» Excerpt provided:
■ ■ ■
Multiple screen users: could you post screen shots?

ibliss wrote on 2/26/2003, 9:29 PM
A bit of a cheeky question maybe ;-)

I'm totally happy with the whole mulitple screen thing, and am confident of how to set it up. But I'm curious as to how other users make use of the extra screen. At the moment I run a single 19" LG CRT at 1280x1024 and find it quite comfortable to use for long periods, but I am juggling fx windows, pan crop windows etc which is probably slowing me down a little.

So if any of you have the capability could you post links to pics showing screen shots of your typical dual screen layouts in Vegas? Other info that would be useful: do you have a third RGB video monitor for preview? What size & rez are the monitors? Which do you keep on the left and which on the right (physically)?
■ ■ ■
» Direction 1: Duplicate the stretch of the forum post from "Multiple screen users: could" through "down a little." with no changes.
■ ■ ■
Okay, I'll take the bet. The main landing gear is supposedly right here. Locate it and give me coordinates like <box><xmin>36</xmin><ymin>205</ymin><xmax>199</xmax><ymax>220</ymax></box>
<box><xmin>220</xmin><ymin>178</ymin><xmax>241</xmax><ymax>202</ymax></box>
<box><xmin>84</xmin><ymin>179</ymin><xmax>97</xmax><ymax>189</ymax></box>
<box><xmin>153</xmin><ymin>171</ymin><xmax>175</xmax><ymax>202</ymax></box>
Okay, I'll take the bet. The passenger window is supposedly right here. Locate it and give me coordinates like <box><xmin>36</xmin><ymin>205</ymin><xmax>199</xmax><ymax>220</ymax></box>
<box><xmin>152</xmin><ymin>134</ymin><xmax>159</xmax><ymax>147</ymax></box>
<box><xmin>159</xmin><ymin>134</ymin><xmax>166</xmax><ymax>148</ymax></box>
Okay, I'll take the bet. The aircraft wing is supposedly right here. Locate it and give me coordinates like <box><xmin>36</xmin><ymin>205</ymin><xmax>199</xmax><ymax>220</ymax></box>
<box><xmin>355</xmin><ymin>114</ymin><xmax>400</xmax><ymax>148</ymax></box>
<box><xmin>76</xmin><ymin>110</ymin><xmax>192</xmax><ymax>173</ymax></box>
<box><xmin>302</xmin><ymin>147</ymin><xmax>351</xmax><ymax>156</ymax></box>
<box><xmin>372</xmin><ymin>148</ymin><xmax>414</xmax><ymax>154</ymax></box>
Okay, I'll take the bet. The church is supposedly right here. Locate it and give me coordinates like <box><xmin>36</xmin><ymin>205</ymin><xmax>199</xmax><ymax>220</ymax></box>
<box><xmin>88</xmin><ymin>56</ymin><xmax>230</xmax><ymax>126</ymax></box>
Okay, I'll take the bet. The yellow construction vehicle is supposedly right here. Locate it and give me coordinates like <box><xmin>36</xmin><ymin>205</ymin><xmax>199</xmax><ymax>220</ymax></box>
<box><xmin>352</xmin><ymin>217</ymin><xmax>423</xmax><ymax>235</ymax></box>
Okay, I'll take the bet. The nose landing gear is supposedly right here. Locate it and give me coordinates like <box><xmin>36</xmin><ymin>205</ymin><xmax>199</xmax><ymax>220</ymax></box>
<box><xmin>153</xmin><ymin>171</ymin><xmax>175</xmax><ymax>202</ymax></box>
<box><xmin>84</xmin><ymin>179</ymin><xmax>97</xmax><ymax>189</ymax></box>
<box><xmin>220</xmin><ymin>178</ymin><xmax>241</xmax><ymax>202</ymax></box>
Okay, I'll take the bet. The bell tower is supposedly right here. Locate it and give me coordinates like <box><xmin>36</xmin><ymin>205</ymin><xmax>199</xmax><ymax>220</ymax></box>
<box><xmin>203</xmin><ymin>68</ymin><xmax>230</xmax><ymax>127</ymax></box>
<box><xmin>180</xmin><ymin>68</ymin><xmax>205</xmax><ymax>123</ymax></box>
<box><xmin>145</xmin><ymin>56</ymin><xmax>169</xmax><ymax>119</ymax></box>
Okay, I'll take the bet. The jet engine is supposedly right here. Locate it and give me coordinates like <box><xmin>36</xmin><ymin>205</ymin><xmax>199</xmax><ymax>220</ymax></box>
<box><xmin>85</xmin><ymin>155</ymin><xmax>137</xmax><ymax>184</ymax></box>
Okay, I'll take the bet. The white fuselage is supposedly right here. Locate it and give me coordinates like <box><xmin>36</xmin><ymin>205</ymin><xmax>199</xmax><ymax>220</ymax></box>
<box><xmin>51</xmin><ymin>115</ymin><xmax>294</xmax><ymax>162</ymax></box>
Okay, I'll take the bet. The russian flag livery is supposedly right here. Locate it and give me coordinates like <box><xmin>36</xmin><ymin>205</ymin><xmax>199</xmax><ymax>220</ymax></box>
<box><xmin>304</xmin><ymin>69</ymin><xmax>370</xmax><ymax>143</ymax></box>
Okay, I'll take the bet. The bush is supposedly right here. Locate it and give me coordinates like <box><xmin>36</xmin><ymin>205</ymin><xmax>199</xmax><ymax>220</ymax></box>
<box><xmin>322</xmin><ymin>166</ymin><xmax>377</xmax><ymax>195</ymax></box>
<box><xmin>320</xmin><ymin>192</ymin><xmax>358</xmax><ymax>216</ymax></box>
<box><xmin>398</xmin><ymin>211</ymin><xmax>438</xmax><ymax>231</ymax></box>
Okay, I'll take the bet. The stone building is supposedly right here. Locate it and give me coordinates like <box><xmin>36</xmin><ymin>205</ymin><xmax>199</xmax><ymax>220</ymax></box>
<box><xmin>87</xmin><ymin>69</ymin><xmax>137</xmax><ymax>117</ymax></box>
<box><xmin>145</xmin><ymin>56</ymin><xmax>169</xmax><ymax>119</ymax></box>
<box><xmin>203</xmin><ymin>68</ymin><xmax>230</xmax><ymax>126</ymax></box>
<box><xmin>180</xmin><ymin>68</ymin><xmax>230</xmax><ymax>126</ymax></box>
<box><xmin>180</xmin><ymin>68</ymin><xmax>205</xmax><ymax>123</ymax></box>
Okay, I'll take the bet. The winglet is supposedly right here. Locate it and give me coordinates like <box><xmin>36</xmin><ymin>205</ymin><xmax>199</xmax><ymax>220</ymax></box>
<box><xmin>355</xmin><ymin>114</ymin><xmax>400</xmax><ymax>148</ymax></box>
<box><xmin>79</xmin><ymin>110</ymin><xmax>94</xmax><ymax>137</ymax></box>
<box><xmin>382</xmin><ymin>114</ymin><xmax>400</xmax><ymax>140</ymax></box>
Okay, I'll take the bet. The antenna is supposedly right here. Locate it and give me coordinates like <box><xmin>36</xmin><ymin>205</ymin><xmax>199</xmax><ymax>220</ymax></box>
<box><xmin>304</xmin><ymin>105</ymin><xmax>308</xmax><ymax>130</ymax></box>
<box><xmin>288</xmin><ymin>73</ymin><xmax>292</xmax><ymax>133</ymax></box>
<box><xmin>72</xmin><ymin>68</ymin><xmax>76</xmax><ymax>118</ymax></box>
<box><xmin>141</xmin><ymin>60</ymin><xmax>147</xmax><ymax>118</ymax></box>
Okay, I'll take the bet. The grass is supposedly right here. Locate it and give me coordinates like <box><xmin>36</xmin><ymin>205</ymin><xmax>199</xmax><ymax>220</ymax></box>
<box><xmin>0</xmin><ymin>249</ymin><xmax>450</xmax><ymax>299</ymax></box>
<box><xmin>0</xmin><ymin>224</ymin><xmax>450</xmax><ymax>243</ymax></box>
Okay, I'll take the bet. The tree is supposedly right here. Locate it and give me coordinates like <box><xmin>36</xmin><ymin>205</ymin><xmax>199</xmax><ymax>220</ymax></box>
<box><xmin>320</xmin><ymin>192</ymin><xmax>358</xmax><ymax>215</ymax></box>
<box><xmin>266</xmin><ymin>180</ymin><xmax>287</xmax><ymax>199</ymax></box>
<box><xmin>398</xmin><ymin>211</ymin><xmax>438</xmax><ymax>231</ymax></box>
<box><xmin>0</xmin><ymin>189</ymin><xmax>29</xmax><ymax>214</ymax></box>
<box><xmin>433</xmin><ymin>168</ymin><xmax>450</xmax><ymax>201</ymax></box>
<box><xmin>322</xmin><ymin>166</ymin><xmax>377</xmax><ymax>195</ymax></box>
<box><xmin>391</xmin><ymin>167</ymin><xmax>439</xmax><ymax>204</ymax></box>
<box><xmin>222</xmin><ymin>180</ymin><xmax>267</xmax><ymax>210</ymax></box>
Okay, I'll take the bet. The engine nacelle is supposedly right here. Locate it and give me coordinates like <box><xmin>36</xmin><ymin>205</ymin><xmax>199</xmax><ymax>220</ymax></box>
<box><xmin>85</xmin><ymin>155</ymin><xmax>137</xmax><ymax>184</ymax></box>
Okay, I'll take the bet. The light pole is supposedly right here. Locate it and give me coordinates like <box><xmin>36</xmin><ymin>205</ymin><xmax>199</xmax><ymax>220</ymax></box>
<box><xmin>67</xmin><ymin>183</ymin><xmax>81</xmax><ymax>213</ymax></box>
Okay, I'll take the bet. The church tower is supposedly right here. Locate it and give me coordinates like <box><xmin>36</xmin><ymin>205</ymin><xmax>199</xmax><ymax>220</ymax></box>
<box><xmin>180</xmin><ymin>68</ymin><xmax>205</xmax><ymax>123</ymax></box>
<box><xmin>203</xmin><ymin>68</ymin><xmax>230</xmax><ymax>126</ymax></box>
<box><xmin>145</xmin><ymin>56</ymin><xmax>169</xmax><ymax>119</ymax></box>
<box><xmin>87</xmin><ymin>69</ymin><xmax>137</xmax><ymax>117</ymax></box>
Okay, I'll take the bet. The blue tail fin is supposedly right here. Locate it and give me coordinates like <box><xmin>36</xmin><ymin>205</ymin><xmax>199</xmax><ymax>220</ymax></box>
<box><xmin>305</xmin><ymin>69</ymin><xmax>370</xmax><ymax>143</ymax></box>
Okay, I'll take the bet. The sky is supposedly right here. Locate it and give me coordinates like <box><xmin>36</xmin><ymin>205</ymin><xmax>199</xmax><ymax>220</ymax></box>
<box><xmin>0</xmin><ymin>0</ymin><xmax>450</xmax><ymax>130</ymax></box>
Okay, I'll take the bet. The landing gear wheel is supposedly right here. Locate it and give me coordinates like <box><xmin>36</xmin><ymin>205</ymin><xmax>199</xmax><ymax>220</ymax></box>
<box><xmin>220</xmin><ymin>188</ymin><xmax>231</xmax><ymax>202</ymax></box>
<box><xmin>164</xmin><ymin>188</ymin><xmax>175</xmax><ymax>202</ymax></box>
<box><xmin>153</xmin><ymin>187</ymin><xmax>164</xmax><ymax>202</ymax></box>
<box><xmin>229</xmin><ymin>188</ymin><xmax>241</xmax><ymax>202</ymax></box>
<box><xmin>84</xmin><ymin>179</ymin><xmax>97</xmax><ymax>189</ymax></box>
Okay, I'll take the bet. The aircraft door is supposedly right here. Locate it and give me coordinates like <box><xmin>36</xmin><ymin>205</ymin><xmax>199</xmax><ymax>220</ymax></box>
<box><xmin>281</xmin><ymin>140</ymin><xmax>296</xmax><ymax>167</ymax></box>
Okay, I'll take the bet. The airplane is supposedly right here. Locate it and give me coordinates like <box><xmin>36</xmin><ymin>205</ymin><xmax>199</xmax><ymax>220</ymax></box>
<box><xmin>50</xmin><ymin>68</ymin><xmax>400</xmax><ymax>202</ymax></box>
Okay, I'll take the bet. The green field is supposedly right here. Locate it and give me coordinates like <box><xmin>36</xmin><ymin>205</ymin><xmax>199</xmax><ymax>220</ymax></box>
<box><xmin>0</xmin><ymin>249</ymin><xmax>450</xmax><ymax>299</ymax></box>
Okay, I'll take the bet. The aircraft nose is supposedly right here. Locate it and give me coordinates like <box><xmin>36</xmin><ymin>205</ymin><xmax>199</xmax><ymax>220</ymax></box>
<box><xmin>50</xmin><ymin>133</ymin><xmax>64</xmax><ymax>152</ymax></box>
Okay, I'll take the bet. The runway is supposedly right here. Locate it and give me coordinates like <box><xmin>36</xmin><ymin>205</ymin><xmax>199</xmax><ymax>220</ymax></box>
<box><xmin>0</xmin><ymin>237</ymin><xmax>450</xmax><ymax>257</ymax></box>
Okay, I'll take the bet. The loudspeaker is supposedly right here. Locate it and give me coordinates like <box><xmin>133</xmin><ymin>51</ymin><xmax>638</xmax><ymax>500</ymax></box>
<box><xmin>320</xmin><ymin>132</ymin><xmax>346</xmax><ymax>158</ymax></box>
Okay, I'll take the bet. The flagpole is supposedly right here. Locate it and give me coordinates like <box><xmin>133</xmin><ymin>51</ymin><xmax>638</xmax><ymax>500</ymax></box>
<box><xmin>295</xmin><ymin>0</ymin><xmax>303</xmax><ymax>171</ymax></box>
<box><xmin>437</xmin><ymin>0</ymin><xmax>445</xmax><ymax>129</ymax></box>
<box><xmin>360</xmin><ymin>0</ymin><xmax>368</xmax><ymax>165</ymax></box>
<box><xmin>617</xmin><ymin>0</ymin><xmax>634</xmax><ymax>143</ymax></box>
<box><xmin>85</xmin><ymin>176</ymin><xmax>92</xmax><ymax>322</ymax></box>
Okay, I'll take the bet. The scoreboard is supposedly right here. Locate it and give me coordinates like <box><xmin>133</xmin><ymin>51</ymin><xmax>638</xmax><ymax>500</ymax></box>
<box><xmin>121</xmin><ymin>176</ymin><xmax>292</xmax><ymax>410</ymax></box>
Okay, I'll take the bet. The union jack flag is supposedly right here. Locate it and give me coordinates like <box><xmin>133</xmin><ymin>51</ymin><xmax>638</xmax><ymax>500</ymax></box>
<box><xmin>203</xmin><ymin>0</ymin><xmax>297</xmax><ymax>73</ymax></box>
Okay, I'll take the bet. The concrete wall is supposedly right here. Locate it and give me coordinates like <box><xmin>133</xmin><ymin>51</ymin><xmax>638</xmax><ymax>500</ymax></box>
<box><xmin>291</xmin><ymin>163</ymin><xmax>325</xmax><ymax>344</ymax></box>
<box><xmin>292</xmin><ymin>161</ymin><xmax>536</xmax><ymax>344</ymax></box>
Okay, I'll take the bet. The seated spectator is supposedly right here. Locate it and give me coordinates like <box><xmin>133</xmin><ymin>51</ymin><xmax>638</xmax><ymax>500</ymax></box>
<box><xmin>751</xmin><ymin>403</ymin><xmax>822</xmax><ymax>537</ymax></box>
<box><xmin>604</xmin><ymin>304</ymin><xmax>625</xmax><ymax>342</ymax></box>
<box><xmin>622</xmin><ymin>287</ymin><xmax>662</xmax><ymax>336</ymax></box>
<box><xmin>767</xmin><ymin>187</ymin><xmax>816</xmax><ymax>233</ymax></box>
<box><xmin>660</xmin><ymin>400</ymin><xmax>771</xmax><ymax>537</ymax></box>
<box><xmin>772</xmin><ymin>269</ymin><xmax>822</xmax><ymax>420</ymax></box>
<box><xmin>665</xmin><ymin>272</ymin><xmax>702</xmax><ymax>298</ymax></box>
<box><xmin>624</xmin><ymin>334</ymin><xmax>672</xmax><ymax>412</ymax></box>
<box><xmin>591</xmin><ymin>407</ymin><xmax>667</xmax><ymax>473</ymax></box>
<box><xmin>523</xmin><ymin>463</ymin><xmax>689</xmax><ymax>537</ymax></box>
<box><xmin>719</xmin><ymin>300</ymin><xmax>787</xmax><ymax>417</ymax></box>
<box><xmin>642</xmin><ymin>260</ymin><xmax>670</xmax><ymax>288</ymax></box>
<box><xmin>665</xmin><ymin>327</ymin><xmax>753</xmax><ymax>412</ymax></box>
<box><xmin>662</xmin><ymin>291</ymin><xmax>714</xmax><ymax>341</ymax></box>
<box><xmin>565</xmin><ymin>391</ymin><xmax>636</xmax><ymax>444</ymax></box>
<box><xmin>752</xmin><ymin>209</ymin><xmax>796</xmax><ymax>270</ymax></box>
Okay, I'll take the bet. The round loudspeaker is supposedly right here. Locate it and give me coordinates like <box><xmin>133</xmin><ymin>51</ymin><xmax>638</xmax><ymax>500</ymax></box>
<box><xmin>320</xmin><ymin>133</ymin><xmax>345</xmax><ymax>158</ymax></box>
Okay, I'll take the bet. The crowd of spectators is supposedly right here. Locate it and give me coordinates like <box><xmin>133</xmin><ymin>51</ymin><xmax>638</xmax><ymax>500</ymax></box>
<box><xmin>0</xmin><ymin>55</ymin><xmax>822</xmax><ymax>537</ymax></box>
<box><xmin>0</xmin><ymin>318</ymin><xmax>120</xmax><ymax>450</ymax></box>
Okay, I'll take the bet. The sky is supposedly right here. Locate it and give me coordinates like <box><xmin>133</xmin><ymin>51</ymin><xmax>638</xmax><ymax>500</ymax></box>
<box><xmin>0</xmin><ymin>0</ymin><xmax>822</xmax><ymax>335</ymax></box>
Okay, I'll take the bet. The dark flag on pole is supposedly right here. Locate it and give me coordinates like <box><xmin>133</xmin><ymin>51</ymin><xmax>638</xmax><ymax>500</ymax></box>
■ ■ ■
» Direction 2: Report only the number of lines in the records that contain the string "church".

» Worked answer 1:
Multiple screen users: could you post screen shots?

ibliss wrote on 2/26/2003, 9:29 PM
A bit of a cheeky question maybe ;-)

I'm totally happy with the whole mulitple screen thing, and am confident of how to set it up. But I'm curious as to how other users make use of the extra screen. At the moment I run a single 19" LG CRT at 1280x1024 and find it quite comfortable to use for long periods, but I am juggling fx windows, pan crop windows etc which is probably slowing me down a little.

» Worked answer 2: 2